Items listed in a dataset
◆ ◆ ◆ ◆ ◆ ◆ ◆
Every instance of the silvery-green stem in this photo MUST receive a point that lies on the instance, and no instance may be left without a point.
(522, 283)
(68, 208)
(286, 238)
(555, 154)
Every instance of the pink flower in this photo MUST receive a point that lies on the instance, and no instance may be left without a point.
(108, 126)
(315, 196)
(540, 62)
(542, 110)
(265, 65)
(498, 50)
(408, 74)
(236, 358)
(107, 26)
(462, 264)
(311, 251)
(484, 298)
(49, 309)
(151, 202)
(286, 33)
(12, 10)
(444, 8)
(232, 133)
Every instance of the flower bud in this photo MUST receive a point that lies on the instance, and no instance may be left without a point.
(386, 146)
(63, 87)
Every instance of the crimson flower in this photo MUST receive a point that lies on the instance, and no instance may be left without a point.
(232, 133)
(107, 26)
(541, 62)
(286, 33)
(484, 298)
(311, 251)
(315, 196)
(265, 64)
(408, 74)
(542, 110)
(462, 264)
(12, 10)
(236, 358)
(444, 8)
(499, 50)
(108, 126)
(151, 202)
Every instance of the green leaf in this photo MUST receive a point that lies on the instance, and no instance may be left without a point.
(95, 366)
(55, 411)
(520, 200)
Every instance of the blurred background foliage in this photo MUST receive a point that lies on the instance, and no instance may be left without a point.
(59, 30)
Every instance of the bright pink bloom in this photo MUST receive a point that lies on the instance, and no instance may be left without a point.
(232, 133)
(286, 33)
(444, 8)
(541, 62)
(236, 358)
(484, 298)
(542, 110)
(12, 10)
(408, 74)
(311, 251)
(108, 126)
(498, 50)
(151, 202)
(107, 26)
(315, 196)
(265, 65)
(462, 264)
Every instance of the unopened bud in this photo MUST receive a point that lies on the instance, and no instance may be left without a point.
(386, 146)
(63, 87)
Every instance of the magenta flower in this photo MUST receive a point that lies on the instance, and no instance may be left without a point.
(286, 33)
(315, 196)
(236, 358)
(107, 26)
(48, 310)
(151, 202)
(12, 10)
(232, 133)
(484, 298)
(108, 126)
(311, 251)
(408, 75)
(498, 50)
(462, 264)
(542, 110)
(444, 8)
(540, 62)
◆ ◆ ◆ ◆ ◆ ◆ ◆
== Exercise description ==
Find the line with "Every instance of the green" in the data above. Restate it and all later lines word for word, ending with the last line.

== Answer below ==
Every instance of the green leaf in this photo MUST receive a point that lies on the instance, and no instance may be left without a point.
(95, 366)
(55, 411)
(520, 200)
Every instance of the blurred background foliage in this photo MUST receive a point that lies on the instance, and no instance may be left without a point.
(59, 30)
Every instance of the bright pink bloom in this photo MUST receive a point that lies on the instance, and no instance may be left without a point.
(232, 133)
(286, 33)
(444, 8)
(541, 62)
(236, 358)
(484, 298)
(542, 110)
(12, 10)
(408, 74)
(311, 251)
(108, 126)
(498, 50)
(151, 202)
(107, 26)
(315, 196)
(265, 65)
(462, 264)
Every instance of the unopened bud in this photo MUST receive a point that lies on the instance, and no instance may be left without a point.
(386, 146)
(63, 87)
Every instance of the magenta flower in this photo MUST receive a point that lies on the instance, and no instance may be left without a point.
(286, 33)
(315, 196)
(236, 358)
(107, 26)
(48, 310)
(151, 202)
(12, 10)
(232, 133)
(484, 298)
(108, 126)
(311, 251)
(408, 75)
(498, 50)
(462, 264)
(542, 110)
(444, 8)
(540, 62)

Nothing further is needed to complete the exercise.